■ **What is being asked**
Lay out the stretch of items from the very start through the line containing "2L77 14L83 6L86" as a numbered list, leaving out any blank lines.

■ **Exercise input**

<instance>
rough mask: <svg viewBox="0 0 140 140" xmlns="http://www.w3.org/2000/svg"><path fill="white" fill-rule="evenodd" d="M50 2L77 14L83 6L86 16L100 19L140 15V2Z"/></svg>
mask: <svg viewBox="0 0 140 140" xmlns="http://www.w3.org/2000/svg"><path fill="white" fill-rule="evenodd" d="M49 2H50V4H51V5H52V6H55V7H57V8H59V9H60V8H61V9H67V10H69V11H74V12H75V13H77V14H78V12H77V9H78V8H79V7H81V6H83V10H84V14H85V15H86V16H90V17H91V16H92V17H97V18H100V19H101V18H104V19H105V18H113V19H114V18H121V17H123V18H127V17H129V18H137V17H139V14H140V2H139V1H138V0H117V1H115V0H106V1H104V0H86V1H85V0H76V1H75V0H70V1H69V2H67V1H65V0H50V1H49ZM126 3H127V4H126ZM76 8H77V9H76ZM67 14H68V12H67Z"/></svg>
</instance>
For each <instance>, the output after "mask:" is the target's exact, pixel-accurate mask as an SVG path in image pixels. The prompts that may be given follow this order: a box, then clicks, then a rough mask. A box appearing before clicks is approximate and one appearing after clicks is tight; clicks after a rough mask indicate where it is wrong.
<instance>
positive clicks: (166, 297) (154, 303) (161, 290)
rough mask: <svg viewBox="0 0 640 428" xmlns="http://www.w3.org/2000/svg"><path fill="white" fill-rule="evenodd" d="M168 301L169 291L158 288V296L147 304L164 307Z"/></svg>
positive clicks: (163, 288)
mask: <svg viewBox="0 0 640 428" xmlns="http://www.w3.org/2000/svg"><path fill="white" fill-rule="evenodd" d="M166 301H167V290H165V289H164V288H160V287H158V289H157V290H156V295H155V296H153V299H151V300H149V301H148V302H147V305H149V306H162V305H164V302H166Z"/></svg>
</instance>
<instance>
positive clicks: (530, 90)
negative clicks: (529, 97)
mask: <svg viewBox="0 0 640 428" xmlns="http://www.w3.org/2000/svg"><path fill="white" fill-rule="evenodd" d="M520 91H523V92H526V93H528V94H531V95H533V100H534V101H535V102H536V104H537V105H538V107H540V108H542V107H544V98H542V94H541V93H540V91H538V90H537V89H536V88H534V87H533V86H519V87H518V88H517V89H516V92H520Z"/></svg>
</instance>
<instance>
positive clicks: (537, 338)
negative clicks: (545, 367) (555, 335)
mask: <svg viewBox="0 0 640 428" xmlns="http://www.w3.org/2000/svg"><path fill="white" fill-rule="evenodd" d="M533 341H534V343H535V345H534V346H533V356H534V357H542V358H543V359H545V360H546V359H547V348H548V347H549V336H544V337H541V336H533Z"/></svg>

■ **Your solution**
1. <instance>
2. rough mask: <svg viewBox="0 0 140 140" xmlns="http://www.w3.org/2000/svg"><path fill="white" fill-rule="evenodd" d="M50 2L77 14L83 6L86 16L100 19L140 15V2Z"/></svg>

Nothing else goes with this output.